Exercise >>
Convert everything in the data from the line containing "segment --target=desk top surface" down to the line containing "254L105 251L134 254L148" into a numbered list, one line per item, leaving out blank lines.

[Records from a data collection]

· · · · ·

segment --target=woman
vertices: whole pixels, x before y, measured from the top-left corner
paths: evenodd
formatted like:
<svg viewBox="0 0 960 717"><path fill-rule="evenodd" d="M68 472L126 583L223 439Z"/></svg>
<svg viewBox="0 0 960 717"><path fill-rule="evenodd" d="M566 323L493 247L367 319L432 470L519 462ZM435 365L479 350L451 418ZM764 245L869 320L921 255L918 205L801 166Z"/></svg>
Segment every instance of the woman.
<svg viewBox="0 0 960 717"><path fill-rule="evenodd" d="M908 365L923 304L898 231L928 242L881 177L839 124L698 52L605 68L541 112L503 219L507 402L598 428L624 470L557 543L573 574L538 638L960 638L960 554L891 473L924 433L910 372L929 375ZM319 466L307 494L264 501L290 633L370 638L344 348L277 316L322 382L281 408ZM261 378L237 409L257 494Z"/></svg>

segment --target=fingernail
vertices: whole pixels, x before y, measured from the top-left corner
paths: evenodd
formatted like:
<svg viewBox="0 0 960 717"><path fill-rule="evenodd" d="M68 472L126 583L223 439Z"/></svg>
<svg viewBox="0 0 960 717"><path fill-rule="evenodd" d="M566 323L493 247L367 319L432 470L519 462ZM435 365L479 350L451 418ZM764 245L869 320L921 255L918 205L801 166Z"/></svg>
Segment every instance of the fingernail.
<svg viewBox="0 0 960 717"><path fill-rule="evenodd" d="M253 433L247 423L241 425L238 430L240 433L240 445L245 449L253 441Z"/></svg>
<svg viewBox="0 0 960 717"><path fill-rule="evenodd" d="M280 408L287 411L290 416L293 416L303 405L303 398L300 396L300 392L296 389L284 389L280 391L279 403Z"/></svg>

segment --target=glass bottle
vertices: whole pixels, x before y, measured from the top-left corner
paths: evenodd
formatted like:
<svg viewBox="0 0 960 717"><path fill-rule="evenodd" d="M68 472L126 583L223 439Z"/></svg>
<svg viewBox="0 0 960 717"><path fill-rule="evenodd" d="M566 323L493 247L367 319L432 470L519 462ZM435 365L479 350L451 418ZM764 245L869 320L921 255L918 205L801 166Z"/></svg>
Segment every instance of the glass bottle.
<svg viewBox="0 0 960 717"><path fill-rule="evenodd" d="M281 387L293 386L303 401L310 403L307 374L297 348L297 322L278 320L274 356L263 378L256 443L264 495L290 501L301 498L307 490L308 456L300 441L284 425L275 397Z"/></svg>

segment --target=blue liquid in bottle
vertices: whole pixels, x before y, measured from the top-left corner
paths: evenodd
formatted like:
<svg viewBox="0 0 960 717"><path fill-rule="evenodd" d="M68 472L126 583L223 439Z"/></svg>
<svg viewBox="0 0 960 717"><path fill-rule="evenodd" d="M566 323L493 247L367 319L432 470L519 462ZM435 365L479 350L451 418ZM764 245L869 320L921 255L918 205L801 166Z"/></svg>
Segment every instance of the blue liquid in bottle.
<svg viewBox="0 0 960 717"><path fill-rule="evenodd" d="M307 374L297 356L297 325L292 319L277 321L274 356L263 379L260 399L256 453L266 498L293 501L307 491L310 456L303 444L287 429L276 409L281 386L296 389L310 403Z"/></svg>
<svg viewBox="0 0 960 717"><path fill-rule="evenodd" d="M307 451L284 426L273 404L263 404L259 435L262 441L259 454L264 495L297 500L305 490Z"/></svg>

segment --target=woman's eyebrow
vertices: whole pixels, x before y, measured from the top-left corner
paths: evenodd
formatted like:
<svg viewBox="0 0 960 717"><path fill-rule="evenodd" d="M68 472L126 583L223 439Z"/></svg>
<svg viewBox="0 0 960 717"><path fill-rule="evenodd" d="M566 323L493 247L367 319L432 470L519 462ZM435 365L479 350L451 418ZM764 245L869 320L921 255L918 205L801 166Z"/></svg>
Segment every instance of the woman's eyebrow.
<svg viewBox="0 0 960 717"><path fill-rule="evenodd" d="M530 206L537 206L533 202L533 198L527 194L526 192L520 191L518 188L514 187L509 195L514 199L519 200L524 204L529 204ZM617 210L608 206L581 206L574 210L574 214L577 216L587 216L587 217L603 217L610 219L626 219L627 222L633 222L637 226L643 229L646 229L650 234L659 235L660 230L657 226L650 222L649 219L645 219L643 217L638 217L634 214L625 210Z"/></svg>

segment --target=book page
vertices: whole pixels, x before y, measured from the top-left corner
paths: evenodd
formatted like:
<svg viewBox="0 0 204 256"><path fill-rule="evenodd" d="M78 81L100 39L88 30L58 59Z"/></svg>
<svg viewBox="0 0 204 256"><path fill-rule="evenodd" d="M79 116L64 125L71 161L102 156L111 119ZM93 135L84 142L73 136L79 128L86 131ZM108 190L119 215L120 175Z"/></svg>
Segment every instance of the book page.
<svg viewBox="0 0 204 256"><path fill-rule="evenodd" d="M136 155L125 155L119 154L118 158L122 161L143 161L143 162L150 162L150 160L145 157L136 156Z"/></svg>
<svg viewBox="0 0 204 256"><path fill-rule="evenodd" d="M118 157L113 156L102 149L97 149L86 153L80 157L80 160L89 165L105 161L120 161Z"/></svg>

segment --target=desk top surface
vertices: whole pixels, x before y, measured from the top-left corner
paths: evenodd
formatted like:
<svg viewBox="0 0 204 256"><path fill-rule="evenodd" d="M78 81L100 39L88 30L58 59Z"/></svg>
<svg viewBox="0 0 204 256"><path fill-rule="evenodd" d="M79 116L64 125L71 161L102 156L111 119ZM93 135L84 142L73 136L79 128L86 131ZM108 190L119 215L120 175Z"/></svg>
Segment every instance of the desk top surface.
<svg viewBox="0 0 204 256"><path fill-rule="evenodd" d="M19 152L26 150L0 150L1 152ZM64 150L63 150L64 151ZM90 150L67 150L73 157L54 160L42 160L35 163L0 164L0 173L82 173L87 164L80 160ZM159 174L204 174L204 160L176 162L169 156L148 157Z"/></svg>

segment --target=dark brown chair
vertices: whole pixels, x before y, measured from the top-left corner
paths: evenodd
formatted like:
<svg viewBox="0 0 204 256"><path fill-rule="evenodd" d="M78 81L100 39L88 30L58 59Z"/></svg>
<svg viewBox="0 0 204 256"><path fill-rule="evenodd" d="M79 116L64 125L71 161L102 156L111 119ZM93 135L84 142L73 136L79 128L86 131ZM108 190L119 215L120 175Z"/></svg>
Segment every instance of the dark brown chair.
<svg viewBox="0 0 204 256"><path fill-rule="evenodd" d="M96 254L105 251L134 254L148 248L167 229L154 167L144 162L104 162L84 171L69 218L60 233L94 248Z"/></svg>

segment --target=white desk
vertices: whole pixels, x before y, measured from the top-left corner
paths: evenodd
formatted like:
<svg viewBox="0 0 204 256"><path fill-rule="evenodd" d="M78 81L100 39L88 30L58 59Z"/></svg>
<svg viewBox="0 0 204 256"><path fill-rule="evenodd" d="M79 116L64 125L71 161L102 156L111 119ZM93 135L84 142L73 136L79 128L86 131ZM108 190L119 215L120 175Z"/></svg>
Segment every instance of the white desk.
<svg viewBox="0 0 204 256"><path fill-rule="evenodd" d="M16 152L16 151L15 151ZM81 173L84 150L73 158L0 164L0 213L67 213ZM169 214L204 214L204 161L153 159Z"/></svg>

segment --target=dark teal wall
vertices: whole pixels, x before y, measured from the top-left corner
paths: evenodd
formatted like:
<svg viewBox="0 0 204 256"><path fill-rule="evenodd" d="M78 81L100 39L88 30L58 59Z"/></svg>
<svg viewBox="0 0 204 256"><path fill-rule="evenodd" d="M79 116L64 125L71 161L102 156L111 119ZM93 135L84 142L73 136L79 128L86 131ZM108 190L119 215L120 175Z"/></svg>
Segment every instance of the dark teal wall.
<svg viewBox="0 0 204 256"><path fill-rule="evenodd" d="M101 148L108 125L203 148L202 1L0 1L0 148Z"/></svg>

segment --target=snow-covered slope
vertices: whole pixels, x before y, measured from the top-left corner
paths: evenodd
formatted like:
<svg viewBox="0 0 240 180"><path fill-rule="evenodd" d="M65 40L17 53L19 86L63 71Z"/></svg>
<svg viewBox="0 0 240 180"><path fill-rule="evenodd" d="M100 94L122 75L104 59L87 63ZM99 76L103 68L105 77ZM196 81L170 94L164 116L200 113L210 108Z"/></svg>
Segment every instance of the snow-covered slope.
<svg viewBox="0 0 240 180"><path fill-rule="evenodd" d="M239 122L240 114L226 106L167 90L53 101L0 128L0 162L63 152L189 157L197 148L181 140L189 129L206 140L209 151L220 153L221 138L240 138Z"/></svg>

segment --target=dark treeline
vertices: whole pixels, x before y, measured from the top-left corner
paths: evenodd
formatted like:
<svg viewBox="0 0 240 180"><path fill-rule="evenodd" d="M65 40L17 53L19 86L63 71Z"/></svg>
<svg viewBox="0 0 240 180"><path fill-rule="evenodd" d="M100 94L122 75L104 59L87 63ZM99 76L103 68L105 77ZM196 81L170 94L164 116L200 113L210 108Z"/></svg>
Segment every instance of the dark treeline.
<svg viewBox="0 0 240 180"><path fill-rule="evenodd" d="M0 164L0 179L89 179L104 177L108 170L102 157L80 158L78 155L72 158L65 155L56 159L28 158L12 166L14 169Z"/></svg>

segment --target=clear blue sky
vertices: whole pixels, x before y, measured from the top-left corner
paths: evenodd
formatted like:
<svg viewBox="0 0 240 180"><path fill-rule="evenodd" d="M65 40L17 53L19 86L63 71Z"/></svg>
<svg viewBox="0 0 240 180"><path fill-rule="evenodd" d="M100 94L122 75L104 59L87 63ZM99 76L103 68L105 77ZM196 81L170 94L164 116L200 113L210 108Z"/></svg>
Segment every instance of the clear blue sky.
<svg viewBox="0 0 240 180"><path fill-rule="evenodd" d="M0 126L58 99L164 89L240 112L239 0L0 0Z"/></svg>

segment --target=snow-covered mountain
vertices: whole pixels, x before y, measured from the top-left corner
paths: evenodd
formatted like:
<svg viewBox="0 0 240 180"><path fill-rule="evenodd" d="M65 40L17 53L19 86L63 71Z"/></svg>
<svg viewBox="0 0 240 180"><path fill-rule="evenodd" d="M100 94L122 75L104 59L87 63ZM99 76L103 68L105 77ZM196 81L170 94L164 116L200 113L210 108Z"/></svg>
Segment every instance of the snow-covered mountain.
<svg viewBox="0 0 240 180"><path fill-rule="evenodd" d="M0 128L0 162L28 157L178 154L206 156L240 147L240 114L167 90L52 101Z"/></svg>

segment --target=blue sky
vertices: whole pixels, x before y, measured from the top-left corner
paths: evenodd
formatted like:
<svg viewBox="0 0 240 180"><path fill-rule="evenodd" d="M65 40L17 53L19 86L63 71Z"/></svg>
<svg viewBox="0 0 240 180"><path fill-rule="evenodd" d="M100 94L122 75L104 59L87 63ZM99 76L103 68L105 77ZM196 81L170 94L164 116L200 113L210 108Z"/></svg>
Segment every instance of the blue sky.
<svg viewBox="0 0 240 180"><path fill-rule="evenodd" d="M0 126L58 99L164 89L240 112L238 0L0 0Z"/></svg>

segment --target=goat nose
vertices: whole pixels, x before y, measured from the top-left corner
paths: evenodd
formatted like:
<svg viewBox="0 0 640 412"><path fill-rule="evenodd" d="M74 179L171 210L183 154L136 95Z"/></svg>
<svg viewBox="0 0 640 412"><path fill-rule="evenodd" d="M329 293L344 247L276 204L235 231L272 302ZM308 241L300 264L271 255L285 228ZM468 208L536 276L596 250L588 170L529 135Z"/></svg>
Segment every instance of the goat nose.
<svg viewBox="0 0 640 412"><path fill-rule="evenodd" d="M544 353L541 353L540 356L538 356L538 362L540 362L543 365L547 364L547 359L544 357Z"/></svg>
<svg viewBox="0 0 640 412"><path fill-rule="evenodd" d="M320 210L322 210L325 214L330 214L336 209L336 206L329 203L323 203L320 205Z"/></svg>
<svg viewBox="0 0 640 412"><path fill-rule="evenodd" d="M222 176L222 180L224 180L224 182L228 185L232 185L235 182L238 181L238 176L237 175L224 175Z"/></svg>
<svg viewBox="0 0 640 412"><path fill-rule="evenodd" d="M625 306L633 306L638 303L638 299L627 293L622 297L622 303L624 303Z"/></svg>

· · · · ·

Task output >>
1. segment --target=desk top surface
2. vertices: whole pixels, x before y, measured from the top-left corner
3. paths: evenodd
4. formatted like:
5. <svg viewBox="0 0 204 256"><path fill-rule="evenodd" d="M78 81L100 39L88 30L58 59Z"/></svg>
6. <svg viewBox="0 0 204 256"><path fill-rule="evenodd" d="M79 116L64 125L71 161L102 156L111 119ZM93 135L84 142L73 136L79 128L86 131ZM108 190L119 215L120 175Z"/></svg>
7. Segment every instance of the desk top surface.
8. <svg viewBox="0 0 204 256"><path fill-rule="evenodd" d="M19 152L26 150L0 150L1 152ZM64 150L63 150L64 151ZM90 150L67 150L73 157L54 160L42 160L35 163L0 164L0 173L82 173L87 164L80 160ZM159 174L204 174L204 160L176 162L169 156L148 157Z"/></svg>
9. segment --target=dark brown chair
10. vertices: whole pixels, x before y, measured from the top-left corner
11. paths: evenodd
12. formatted like:
13. <svg viewBox="0 0 204 256"><path fill-rule="evenodd" d="M78 81L100 39L88 30L58 59Z"/></svg>
14. <svg viewBox="0 0 204 256"><path fill-rule="evenodd" d="M79 116L64 125L71 161L102 156L111 119ZM93 135L84 142L73 136L79 128L86 131ZM108 190L119 215L120 175Z"/></svg>
15. Segment every instance of the dark brown chair.
16. <svg viewBox="0 0 204 256"><path fill-rule="evenodd" d="M96 254L105 251L134 254L148 248L167 229L154 167L144 162L104 162L84 171L69 218L60 233L94 248Z"/></svg>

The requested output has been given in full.